═══ DATA EXTRACTS

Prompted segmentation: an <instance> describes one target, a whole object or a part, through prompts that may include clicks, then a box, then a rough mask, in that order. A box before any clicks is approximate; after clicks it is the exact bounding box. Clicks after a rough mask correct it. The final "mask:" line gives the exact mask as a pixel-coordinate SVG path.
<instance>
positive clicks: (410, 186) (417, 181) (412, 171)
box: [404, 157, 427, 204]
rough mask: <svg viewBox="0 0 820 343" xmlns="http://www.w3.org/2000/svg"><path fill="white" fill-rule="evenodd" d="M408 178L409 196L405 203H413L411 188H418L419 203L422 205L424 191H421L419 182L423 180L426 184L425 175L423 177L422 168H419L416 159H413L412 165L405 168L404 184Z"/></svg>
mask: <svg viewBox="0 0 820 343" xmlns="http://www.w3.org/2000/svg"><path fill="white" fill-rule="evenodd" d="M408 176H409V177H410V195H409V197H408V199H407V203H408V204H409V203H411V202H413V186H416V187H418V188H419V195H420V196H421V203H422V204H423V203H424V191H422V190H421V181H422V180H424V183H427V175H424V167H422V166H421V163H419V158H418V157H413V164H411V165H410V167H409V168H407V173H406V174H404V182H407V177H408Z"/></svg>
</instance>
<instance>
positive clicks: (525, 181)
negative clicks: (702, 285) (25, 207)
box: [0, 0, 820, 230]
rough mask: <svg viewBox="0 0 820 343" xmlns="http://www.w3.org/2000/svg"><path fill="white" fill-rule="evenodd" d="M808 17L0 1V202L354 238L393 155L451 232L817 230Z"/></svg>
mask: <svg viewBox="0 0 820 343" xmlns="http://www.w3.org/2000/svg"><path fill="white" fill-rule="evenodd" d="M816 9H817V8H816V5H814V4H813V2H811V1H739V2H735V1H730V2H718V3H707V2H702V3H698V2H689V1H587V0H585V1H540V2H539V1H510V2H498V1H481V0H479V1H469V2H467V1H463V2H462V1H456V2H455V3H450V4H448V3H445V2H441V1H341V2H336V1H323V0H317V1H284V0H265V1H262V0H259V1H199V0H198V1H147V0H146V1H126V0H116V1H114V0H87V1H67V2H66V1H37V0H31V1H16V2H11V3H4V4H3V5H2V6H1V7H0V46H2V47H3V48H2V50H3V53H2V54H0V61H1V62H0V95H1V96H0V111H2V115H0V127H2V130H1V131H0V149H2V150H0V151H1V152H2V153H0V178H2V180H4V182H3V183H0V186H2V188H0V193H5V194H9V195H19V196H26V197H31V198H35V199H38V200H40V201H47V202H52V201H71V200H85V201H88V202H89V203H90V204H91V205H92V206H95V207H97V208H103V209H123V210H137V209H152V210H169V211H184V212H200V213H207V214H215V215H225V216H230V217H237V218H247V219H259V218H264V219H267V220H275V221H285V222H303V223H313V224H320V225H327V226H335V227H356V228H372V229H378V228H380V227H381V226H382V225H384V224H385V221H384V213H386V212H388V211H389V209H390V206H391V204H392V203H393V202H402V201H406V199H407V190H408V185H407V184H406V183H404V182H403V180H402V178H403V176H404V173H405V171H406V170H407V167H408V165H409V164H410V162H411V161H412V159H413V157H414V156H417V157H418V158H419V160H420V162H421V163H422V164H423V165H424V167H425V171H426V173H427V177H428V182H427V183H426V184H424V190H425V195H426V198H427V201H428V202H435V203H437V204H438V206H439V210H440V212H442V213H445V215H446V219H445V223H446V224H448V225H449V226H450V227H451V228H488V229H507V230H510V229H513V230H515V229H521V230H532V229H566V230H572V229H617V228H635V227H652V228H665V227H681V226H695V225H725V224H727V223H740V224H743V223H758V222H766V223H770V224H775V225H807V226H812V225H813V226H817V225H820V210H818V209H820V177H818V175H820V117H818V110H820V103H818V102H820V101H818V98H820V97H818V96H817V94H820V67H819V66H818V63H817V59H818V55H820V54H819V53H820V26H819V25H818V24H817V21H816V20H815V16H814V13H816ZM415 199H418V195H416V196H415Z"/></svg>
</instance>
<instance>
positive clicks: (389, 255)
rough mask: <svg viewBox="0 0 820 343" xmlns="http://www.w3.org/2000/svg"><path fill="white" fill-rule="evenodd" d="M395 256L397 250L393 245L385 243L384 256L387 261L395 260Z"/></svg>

══════

TASK:
Going through the listing above, tally the lines that contain the word "positive" and report the total alone.

EXERCISE RESULT:
3